_Task description:_
Look through the entries below and extract exactly the lines from the one containing "In the photo above, where can the blue sky" through the one containing "In the photo above, where can the reflection", ends included.

[Records supplied — start]

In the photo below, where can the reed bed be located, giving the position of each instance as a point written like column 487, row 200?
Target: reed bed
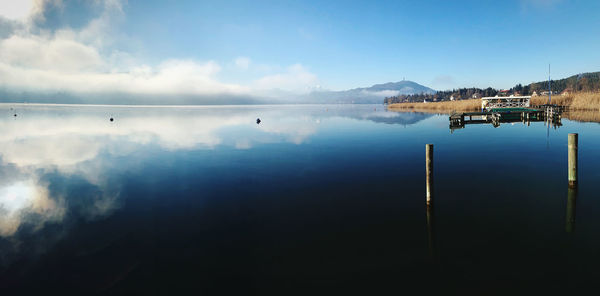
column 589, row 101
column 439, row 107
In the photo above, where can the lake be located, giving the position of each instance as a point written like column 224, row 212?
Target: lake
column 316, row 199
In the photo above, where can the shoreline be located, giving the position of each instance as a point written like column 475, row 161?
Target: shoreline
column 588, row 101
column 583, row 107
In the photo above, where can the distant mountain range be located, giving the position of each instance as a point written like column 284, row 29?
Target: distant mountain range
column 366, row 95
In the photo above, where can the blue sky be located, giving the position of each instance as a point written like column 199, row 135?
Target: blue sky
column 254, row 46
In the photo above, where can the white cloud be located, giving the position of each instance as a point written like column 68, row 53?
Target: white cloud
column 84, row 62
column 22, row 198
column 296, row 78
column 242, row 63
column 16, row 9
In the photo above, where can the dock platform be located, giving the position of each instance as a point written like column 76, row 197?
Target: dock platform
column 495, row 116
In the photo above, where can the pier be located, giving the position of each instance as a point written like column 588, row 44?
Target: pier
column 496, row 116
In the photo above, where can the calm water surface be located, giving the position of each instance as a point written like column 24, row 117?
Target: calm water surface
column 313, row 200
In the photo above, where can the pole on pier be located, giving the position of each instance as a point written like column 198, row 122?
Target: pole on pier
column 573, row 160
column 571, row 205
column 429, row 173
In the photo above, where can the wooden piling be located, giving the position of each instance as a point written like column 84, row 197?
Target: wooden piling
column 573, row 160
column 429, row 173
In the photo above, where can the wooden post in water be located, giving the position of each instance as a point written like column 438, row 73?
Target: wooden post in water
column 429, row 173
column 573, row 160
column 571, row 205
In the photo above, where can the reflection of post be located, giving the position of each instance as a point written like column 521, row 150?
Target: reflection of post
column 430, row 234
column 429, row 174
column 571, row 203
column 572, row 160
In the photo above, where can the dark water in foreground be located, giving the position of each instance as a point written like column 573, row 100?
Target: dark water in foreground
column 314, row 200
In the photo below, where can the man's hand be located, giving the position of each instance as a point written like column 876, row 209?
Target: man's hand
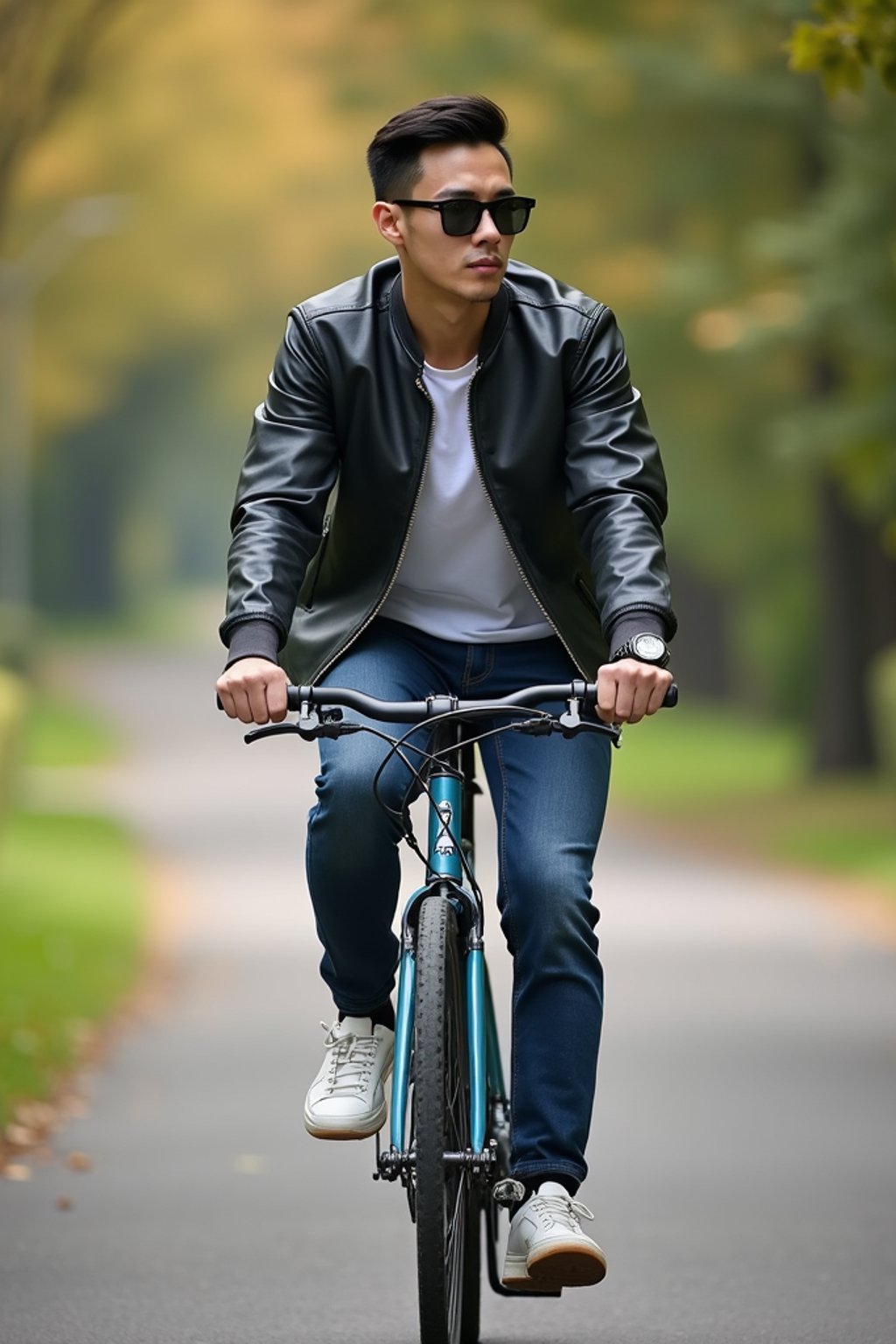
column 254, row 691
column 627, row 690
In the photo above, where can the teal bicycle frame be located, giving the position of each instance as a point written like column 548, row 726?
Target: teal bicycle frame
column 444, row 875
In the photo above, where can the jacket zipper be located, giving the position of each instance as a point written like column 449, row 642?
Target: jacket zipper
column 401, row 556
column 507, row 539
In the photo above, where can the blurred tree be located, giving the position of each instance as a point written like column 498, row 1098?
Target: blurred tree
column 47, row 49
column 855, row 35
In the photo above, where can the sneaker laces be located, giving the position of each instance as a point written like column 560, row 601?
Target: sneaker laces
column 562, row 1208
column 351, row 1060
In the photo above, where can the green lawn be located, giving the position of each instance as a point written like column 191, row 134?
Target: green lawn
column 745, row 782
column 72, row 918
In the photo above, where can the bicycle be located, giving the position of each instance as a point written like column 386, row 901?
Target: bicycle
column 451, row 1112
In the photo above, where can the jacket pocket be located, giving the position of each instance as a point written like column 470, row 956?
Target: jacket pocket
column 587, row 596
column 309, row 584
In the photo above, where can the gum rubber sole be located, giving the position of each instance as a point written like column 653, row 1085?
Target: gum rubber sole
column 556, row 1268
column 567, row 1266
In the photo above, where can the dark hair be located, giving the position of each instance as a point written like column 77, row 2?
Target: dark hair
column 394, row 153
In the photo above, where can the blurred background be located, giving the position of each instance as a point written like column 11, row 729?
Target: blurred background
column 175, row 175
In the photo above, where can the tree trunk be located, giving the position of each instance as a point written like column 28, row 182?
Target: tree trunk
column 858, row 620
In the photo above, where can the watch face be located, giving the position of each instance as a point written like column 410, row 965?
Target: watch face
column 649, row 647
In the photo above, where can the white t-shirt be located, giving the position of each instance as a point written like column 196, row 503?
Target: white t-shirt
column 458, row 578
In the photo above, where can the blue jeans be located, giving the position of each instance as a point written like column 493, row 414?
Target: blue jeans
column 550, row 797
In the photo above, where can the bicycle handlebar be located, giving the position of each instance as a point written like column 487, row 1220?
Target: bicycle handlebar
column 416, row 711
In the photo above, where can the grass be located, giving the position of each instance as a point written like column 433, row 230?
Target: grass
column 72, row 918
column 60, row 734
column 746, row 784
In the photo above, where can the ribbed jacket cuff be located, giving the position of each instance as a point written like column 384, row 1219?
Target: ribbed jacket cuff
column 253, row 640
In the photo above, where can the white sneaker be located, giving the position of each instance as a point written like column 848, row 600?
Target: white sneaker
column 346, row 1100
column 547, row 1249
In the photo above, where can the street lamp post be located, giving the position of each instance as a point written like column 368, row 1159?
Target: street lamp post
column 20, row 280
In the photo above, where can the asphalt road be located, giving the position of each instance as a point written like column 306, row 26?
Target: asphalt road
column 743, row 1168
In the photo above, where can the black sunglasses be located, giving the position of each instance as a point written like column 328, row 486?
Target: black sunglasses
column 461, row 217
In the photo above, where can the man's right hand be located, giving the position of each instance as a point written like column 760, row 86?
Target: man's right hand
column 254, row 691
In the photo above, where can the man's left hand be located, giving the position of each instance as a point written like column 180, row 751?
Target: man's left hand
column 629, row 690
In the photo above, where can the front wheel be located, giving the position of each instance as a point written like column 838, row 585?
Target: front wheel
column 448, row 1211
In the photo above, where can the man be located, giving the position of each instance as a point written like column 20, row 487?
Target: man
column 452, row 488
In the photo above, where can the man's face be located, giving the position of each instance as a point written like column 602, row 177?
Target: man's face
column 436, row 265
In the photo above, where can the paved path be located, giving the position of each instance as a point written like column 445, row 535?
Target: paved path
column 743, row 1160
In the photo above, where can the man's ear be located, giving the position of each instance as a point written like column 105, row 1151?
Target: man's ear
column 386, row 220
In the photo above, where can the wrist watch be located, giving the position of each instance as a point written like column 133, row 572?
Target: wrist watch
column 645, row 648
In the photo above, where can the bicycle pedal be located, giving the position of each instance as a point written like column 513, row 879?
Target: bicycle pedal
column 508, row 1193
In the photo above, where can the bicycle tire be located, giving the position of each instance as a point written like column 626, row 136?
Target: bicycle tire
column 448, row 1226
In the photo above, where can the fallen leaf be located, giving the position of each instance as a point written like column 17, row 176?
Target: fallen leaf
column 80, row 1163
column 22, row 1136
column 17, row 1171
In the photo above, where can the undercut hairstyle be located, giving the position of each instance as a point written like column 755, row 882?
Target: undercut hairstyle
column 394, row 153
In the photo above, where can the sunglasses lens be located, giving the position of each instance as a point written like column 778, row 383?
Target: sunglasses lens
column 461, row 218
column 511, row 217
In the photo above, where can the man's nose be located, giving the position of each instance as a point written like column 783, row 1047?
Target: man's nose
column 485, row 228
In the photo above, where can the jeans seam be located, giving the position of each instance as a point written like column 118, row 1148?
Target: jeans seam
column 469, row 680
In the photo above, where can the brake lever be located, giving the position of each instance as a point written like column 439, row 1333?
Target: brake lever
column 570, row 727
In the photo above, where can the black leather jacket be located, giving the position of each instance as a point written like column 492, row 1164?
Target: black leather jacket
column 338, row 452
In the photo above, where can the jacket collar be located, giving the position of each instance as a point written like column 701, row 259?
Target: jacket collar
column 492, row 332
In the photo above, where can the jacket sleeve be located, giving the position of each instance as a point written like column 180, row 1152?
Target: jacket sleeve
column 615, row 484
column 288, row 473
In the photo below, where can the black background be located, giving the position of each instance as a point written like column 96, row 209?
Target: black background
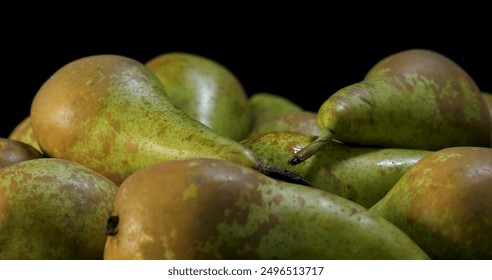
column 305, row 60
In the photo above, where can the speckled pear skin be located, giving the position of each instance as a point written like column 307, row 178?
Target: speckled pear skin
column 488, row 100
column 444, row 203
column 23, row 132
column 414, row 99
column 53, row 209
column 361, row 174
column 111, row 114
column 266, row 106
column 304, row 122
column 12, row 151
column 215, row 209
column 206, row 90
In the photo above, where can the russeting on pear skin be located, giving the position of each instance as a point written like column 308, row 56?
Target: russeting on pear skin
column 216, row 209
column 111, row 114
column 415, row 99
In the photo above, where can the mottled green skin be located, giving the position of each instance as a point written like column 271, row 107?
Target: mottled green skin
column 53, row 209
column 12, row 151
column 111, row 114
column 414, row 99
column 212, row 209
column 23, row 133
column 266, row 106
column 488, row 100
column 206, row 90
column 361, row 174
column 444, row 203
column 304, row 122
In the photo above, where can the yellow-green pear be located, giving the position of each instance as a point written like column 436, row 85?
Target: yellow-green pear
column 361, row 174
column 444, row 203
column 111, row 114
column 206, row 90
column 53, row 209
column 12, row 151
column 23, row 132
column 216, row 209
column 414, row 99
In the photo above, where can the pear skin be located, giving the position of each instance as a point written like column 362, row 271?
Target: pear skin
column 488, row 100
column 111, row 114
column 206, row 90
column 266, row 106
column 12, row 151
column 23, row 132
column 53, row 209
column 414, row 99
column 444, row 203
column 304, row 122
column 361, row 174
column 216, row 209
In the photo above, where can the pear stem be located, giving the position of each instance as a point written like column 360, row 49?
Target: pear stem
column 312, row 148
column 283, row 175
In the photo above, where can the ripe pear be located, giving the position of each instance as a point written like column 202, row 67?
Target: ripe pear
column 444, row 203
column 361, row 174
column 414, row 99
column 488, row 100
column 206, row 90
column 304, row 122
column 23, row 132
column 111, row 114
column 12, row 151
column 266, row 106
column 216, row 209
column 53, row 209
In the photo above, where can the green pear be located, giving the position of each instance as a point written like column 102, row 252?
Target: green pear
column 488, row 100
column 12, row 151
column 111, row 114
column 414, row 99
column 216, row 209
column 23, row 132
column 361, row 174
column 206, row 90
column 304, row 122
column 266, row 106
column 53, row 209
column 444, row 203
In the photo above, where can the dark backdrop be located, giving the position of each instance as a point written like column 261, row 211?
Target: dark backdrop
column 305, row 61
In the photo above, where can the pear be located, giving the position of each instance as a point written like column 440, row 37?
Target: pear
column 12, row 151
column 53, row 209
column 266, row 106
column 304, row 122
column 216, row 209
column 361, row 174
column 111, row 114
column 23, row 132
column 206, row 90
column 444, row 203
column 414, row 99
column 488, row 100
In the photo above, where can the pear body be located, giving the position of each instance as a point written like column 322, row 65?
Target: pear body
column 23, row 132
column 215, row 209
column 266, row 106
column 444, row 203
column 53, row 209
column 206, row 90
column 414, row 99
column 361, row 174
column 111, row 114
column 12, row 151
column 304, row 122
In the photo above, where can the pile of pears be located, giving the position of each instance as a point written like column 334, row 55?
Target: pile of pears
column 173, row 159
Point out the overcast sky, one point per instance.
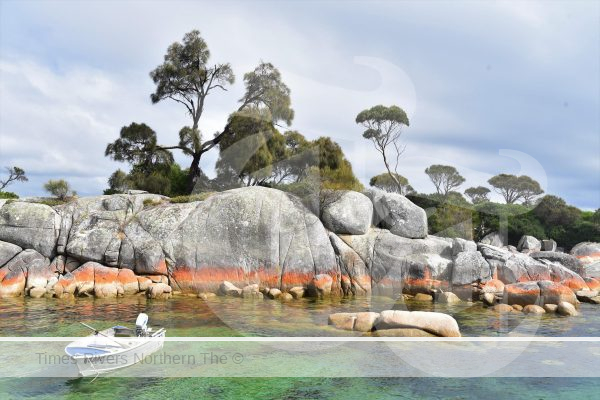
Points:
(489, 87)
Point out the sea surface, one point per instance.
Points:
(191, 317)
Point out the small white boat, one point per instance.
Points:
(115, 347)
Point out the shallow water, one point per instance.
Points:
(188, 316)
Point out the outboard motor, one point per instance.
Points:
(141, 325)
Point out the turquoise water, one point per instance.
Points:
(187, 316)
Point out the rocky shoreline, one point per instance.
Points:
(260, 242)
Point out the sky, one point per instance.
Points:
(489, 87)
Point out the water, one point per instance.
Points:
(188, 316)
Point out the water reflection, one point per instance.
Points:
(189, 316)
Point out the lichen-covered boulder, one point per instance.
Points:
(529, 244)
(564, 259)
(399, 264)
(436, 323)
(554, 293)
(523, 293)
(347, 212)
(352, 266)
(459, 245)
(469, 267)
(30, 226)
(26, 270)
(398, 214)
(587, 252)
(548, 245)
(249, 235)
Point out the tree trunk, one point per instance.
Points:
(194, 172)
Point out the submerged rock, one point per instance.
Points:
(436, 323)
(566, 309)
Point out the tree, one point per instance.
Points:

[Records supplied — finish]

_Exercise result:_
In the photo above, where can the blue sky be located, giving the position of each instance as a point written like column 199, row 135?
Target: blue sky
column 254, row 46
In the photo above, where can the white cloud be located, giving the position of each instance as a point written like column 68, row 53?
Target: white cloud
column 84, row 62
column 22, row 198
column 296, row 78
column 242, row 63
column 16, row 9
In the photo above, where can the dock platform be located, giving the position of each instance as a point written like column 76, row 197?
Target: dock platform
column 495, row 116
In the photo above, where can the pier be located, giving the position of each instance as a point written like column 588, row 44?
Target: pier
column 496, row 116
In the photo above, where can the calm water surface be located, giving the position of each instance as a point written like column 24, row 117?
Target: calm water surface
column 313, row 200
In the photo above, where can the pole on pier be located, giving the position of each instance as a point written like column 198, row 122?
Target: pole on pier
column 573, row 160
column 571, row 205
column 429, row 173
In the photo above, where can the wooden piling be located, giving the position of each instance as a point written like column 84, row 197?
Target: wooden piling
column 573, row 160
column 429, row 173
In the photo above, where can the wooden post in water be located, giving the position of each instance as a point written like column 438, row 73?
Target: wooden post in water
column 429, row 173
column 573, row 160
column 571, row 205
In the photo above, where can the reflection of post be located, giving the position of each instance as a point written like column 521, row 150?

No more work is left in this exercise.